[GIVEN PROBLEM] Reproduce everything from the line containing "Tag the glass" down to the end of the data, replacing "marker" with "point" and leaving all else unchanged.
━━━━━ DATA FOR THE TASK ━━━━━
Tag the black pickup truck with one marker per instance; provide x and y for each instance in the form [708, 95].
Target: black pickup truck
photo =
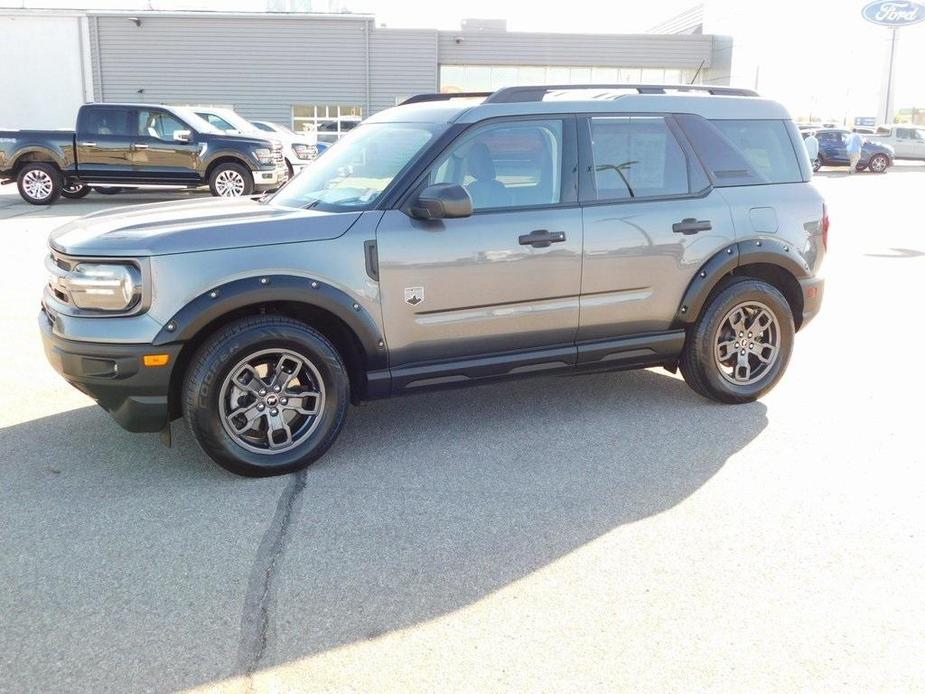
[128, 145]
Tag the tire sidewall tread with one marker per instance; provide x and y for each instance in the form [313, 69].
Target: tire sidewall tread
[241, 169]
[209, 367]
[57, 182]
[697, 361]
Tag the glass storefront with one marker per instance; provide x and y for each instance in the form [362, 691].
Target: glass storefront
[330, 122]
[484, 78]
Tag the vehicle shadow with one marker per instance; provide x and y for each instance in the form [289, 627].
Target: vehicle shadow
[132, 565]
━━━━━
[FULL OUTPUT]
Tag the glass storefront with one point per instance; provide x and y for each instance in the form [362, 691].
Target: glass storefront
[330, 122]
[484, 78]
Tag the vehicle shadow with one point per instance; provide x and y for each instance in the form [289, 627].
Target: vehicle shadow
[132, 565]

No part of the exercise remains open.